- Document passage
********************

People with the group No Labels hold signs during a rally on Capitol Hill in 2013. No Labels says it won't field a presidential candidate in November after strategists for the bipartisan organization were unable to attract a candidate willing to seize on the widespread dissatisfaction with President Joe Biden and Donald Trump.

Jacquelyn Martin/AP

The group No Labels will not nominate a third-party presidential candidate this year.

The organization had emerged earlier this year as a potentially well-funded force in the election. However, No Labels said Thursday that finding the right candidates proved difficult.

"No Labels has always said we would only offer our ballot line to a ticket if we could identify candidates with a credible path to winning the White House," the group said in a statement. "No such candidates emerged, so the responsible course of action is for us to stand down."

It had been pursuing what they called a "unity ticket," featuring centrist candidates. No Labels repeatedly said their impetus was to give an alternative choice to voters unsatisfied with Donald Trump and Joe Biden.

As 2024 progressed, several politicians considered possible No Labels candidates made it clear that they weren't interested. West Virginia Democratic Sen. Joe Manchin announced in February that he wouldn't run for president. In March, Arizona independent Sen. Kyrsten Sinema told reporters she wouldn't run, either. Recent Republican presidential candidate and former South Carolina Gov. Nikki Haley also last month said she would not run with the group.

No Labels has gained ballot access in 21 states and had been working to gain access nationwide.

The group had raised alarms, particularly among top Democrats, who feared a No Labels candidate would draw votes away from Biden and help Trump win.

"I think that our democracy is at risk, and I think that No Labels is perilous to our democracy," former House Speaker Nancy Pelosi said late last year. "I say that without any hesitation."

********************

- Data entries
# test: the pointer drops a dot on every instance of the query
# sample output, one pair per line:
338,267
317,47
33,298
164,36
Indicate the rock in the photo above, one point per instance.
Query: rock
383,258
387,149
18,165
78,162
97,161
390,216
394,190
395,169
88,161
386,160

********************

- Given problem 1
According to the No Labels article, why did the group decide not to nominate a presidential candidate?
- Given problem 2
Print the No Labels article from "As 2024 progressed, several" to "help Trump win.".
- Given problem 3
Recast the paragraph of the No Labels article that begins "As 2024 progressed" as a short list.

- Written response 1
No Labels had said it would offer its ballot line only to a ticket whose candidates had a credible path to winning the White House. No such candidates emerged, so the group called standing down the responsible course of action.

- Written response 2
As 2024 progressed, several politicians considered possible No Labels candidates made it clear that they weren't interested. West Virginia Democratic Sen. Joe Manchin announced in February that he wouldn't run for president. In March, Arizona independent Sen. Kyrsten Sinema told reporters she wouldn't run, either. Recent Republican presidential candidate and former South Carolina Gov. Nikki Haley also last month said she would not run with the group.

No Labels has gained ballot access in 21 states and had been working to gain access nationwide.

The group had raised alarms, particularly among top Democrats, who feared a No Labels candidate would draw votes away from Biden and help Trump win.

- Written response 3
As 2024 progressed, several politicians considered possible No Labels candidates said they weren't interested:
- West Virginia Democratic Sen. Joe Manchin announced in February that he wouldn't run for president.
- Arizona independent Sen. Kyrsten Sinema told reporters in March that she wouldn't run.
- Former South Carolina Gov. Nikki Haley, a recent Republican presidential candidate, said last month that she would not run with the group.